▶ _Point localization data_
★ ★ ★ ★ ★ ★ ★

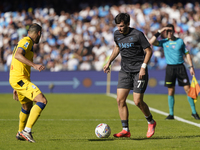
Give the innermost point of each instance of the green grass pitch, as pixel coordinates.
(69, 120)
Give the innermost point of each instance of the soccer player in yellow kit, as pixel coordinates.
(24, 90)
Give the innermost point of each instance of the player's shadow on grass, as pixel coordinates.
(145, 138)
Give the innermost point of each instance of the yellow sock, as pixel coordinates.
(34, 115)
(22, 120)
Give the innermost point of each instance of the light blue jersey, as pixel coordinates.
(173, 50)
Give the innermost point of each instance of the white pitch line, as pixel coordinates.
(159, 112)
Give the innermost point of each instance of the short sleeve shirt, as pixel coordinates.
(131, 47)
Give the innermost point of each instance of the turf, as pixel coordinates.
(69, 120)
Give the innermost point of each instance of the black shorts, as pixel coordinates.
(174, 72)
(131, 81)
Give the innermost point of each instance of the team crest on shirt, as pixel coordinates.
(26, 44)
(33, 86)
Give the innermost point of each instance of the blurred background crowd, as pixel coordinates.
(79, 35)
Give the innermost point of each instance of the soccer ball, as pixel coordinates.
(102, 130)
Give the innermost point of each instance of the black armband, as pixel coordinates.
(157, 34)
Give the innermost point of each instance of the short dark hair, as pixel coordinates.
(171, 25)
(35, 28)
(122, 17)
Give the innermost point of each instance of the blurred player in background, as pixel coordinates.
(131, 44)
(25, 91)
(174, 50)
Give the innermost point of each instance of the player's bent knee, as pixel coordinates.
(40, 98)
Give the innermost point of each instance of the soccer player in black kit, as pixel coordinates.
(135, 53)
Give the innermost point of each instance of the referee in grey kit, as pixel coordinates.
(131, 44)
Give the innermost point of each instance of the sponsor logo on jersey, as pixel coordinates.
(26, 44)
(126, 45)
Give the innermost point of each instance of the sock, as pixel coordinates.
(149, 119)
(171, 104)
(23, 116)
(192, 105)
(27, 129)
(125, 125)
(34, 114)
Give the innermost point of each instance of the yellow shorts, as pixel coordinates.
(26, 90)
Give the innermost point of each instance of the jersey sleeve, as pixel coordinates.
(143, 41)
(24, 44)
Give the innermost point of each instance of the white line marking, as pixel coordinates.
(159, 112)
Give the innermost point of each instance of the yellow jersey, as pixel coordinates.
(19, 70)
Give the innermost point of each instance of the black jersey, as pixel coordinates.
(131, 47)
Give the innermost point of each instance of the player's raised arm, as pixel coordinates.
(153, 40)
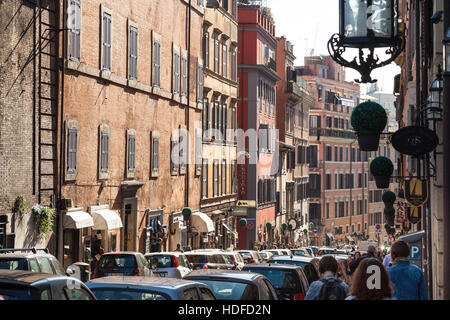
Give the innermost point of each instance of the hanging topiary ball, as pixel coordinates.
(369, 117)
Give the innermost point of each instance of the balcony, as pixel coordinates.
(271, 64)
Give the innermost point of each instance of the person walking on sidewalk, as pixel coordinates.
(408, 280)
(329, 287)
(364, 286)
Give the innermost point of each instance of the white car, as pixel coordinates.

★ ★ ★ ★ ★ ★ ★

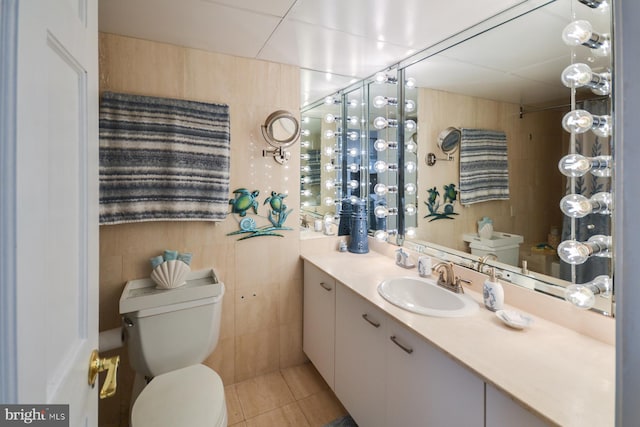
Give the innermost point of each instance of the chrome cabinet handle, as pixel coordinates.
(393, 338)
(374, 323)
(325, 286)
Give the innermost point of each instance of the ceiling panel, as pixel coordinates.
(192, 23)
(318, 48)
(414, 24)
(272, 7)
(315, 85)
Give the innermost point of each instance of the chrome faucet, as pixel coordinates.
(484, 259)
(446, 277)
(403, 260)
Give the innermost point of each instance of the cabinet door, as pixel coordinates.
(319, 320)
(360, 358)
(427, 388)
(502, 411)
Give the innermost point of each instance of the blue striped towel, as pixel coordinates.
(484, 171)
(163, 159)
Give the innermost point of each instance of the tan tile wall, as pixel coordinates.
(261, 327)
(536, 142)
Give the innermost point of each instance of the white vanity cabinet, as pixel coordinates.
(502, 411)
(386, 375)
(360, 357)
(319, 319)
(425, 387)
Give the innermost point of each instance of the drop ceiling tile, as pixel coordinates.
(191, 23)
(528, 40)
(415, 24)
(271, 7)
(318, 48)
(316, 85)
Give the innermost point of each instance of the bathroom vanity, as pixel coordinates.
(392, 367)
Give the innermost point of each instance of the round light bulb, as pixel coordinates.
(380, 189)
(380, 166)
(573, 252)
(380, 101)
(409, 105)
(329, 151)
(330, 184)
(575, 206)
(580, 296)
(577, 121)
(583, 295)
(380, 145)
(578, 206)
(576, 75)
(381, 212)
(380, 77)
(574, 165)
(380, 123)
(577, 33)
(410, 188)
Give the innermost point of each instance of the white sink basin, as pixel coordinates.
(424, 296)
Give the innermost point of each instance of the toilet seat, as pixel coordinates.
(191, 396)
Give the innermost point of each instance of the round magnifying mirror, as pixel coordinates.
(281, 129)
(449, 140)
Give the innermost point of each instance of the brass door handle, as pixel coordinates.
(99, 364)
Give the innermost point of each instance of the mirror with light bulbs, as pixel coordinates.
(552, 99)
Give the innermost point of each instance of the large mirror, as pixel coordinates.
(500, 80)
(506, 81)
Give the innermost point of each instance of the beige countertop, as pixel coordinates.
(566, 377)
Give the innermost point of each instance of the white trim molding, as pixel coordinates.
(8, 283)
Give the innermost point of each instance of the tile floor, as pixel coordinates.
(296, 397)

★ ★ ★ ★ ★ ★ ★

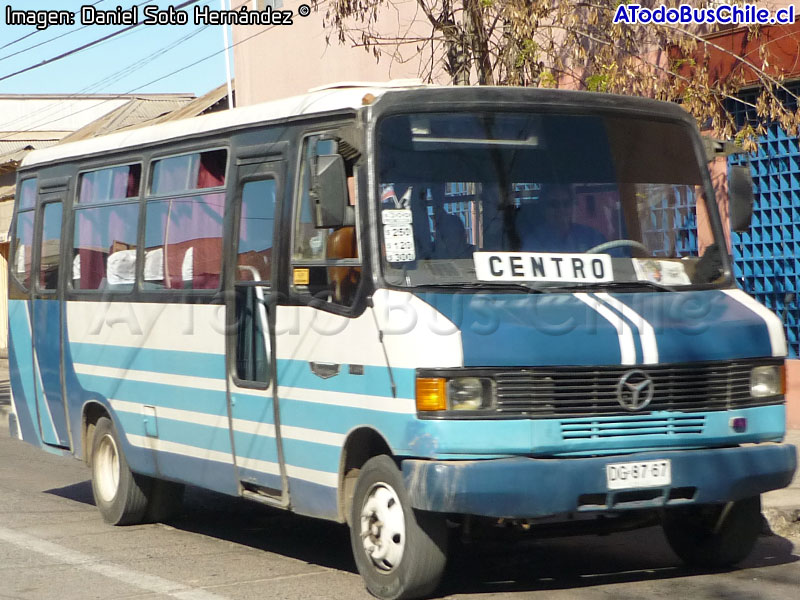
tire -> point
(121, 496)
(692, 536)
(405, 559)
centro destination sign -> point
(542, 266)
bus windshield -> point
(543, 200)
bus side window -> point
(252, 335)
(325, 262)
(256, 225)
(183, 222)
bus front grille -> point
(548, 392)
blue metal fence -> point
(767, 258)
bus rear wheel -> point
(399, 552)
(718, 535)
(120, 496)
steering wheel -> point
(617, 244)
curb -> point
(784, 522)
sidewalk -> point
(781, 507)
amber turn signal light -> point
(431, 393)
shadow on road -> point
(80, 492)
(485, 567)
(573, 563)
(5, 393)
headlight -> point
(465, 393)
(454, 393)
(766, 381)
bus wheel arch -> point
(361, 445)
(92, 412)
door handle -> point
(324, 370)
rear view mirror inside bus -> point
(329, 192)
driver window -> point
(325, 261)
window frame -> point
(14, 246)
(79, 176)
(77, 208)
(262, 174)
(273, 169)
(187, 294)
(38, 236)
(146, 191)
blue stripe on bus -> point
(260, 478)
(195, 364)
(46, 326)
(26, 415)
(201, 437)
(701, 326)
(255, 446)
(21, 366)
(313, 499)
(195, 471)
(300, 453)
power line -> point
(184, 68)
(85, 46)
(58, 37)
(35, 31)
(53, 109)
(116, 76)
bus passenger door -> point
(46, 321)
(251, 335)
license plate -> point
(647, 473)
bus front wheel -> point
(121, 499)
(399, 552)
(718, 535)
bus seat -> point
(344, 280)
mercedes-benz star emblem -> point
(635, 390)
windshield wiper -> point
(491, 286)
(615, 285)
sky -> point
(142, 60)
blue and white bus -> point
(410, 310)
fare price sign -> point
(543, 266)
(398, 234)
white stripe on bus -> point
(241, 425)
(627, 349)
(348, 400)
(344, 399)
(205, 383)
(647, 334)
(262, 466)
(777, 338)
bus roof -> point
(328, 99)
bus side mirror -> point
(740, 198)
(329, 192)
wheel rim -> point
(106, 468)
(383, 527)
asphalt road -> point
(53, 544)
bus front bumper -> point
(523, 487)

★ ★ ★ ★ ★ ★ ★

▶ _TASK DETAILS_
The lines above, starting at the one with "Give the innermost point of each instance of the balcony, as" and ending at the one with "car, as pixel coordinates.", are the only ones to return, exactly as written.

▶ _EXPECTED ANSWER_
Give the innermost point of each instance of the balcony, as pixel coordinates.
(271, 64)
Give the innermost point of each instance of the person walking on sidewalk, as pixel coordinates.
(408, 280)
(329, 287)
(364, 286)
Give the innermost point of each instance of the white car, as pixel coordinates.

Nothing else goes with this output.